• Task brief
Reproduce all entries verbatim, with nothing added or dropped.

• Information shown

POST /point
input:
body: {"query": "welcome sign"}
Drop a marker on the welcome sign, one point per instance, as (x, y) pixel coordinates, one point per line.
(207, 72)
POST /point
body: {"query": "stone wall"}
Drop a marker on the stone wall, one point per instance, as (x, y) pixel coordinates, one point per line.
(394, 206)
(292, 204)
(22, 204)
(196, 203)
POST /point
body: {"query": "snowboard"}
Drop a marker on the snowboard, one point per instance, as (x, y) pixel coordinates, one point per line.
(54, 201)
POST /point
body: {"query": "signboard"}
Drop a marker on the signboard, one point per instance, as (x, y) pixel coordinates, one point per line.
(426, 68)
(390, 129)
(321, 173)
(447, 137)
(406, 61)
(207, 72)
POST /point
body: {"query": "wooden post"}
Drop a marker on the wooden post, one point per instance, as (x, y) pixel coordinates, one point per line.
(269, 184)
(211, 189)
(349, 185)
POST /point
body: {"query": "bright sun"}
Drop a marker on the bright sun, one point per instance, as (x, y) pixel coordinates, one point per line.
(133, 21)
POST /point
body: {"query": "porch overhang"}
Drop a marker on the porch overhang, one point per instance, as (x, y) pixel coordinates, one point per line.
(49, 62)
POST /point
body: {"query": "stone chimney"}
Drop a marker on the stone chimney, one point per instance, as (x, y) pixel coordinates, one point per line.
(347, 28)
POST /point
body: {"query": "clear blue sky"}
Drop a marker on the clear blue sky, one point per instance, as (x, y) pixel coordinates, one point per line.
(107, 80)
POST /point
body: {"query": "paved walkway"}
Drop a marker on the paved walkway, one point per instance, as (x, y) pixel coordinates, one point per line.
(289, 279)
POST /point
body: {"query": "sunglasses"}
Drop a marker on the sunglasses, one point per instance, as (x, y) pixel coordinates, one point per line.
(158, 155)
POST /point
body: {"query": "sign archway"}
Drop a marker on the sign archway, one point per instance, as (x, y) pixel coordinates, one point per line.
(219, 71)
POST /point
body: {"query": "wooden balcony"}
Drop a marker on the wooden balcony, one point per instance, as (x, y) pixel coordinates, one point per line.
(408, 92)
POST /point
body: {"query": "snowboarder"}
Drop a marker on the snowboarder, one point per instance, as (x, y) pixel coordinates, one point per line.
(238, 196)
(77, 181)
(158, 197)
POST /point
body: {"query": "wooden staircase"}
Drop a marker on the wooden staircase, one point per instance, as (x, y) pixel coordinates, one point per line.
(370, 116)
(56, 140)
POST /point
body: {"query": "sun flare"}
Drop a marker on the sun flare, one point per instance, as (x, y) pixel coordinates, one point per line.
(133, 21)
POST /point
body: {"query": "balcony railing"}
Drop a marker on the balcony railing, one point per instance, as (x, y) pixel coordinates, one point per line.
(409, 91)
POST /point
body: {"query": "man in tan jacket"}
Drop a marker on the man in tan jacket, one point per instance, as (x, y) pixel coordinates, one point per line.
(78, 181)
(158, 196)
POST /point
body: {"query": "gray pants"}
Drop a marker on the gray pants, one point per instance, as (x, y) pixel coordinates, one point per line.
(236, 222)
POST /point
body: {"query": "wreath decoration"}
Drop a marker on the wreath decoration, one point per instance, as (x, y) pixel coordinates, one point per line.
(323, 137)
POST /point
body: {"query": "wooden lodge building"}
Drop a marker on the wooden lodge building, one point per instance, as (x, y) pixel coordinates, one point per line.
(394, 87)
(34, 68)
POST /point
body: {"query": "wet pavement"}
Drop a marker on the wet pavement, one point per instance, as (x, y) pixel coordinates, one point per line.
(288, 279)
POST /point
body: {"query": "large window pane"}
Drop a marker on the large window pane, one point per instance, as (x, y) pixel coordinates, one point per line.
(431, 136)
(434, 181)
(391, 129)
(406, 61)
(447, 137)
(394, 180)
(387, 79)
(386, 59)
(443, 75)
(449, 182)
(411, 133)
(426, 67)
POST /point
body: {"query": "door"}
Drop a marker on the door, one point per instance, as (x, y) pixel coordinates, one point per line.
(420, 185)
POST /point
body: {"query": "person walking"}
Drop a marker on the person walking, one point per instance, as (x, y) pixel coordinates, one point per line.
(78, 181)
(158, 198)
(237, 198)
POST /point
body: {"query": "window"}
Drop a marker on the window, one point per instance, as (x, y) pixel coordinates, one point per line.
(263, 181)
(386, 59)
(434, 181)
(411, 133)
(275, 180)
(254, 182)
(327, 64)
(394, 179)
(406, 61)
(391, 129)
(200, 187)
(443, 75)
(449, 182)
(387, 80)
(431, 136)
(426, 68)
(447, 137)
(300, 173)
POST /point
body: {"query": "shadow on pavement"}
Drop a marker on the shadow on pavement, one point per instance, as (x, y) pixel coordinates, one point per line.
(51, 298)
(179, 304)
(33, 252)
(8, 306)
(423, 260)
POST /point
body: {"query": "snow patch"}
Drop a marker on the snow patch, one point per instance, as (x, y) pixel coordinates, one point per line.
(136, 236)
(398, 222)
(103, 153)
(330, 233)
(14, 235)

• Response to this task
POST /point
input:
body: {"query": "welcome sign"}
Drop a marker on the welcome sign, one point per instance, as (x, y) pixel coordinates, one point per line.
(207, 72)
POST /point
body: {"query": "stone wall"}
Drop a marker on the stone wall, one point per instance, as (x, y) pixel coordinates, one point per line.
(394, 206)
(292, 204)
(22, 204)
(196, 203)
POST /point
body: {"query": "snowboard"}
Drop a marker on the snowboard, one point per instance, as (x, y) pixel coordinates, one point per line.
(54, 201)
POST /point
body: {"query": "signboard"}
Drop a marker on the signboard, one point per instance, as (x, y) pixel coordinates, one point per line.
(426, 68)
(390, 129)
(321, 173)
(447, 137)
(406, 61)
(207, 72)
POST /point
body: {"query": "wooden post"}
Drop a marker on the wooden post, one point per instance, as (x, y) pixel coordinates, one point per line.
(269, 184)
(211, 189)
(349, 185)
POST /point
body: {"query": "bright sun"}
Drop a marker on the bright sun, one point per instance, as (x, y) pixel coordinates, one point per line.
(133, 21)
POST /point
body: {"query": "porch overhang"}
Drop a marker on the porch overhang, one point per instance, as (x, y) pixel coordinates, one point per line.
(49, 62)
POST /point
body: {"query": "stone chimney"}
Drop a marker on the stone chimney, one point per instance, as (x, y) pixel coordinates, one point per line.
(347, 28)
POST /point
body: {"query": "clear blue sky"}
Drop a marker on the clear blue sky, one point per instance, as (x, y) pixel coordinates, one point per line.
(107, 80)
POST /point
body: {"query": "paved walkway"}
Drop a marker on the paved walkway, one point per instance, as (x, y) pixel coordinates, one point per line.
(289, 279)
POST /point
body: {"query": "sunglasses"}
Drop a marker on the sunglasses, one point per instance, as (x, y) pixel coordinates, one point per line.
(158, 155)
POST /point
body: {"query": "sign archway"}
Drop a marker on the sign archway, one point per instance, as (x, y) pixel coordinates, one point per line.
(219, 71)
POST /point
body: {"query": "wooden balcony"}
Drop a marker on the wooden balcony, one point per instance, as (x, y) pixel coordinates, one point per line.
(408, 92)
POST /point
body: {"query": "snowboarder"}
Drop a marker on the snowboarder, one point per instance, as (x, y) pixel coordinates, one point per line.
(238, 196)
(77, 181)
(158, 197)
POST /point
body: {"query": "wooden staircase"}
Drop a marker on the wooden staircase, one point per instance, as (x, y) pixel coordinates, one point per line.
(370, 116)
(56, 140)
POST /point
body: {"query": "sun flare"}
Drop a marker on the sun flare, one point per instance, as (x, y) pixel coordinates, one point per line.
(133, 21)
POST /point
body: {"query": "balcony railing"}
Drop a marker on the balcony railing, one point per instance, as (x, y) pixel coordinates, one point per line.
(409, 91)
POST /point
body: {"query": "man in tan jacket"}
Drop a marker on the man in tan jacket, one point per instance, as (x, y) pixel coordinates, one point per line.
(78, 181)
(158, 196)
POST /point
body: {"query": "gray pants"}
Drop a marker on the gray pants, one point per instance, as (x, y) pixel coordinates, one point per line.
(236, 222)
POST /point
body: {"query": "wreath decoration"}
Drop a marker on the wreath decoration, one point per instance, as (x, y) pixel coordinates, one point per line.
(323, 137)
POST /point
body: {"query": "wooden lodge building"}
Drop a marker on the wooden lodge building, one point per instance, as (x, y) pixel coordinates, one point per line.
(394, 87)
(34, 68)
POST /point
body: {"query": "wet pavement"}
Drop a marker on the wet pavement, one point per instance, as (x, y) pixel coordinates, one point per line.
(288, 279)
POST /point
body: {"query": "large window pane"}
Drop a marker on the large window pane, one point per instance, as (x, y) pixel coordinates, one point per line.
(431, 136)
(434, 181)
(391, 129)
(406, 61)
(447, 137)
(394, 180)
(387, 79)
(386, 59)
(443, 75)
(449, 182)
(411, 133)
(426, 67)
POST /point
body: {"query": "door"}
Drop a marker on the door, one point per instance, as (x, y) pixel coordinates, one point per line.
(420, 185)
POST /point
body: {"query": "person walking"}
Drop a marker on the person walking, one point per instance, as (x, y) pixel coordinates, one point per line.
(78, 181)
(158, 198)
(237, 198)
POST /point
body: {"query": "window"}
Drop a marker on the window, one point per instance, as (x, y) pixel coordinates, one point per line.
(263, 181)
(386, 59)
(434, 181)
(411, 133)
(275, 180)
(254, 182)
(327, 64)
(394, 179)
(406, 61)
(391, 129)
(200, 187)
(443, 75)
(449, 182)
(387, 80)
(431, 136)
(426, 68)
(447, 137)
(300, 173)
POST /point
body: {"query": "shadow on pavement"}
Drop a marker on the shadow on pavement, one point per instance, as (x, y) pixel coordinates, one point per line.
(51, 298)
(179, 304)
(33, 252)
(8, 306)
(423, 260)
POST /point
body: {"query": "snow patch"}
Drop a marker on the snow patch, one point per instance, as (x, y) pixel coordinates, one point per line.
(136, 236)
(398, 222)
(103, 153)
(330, 233)
(14, 235)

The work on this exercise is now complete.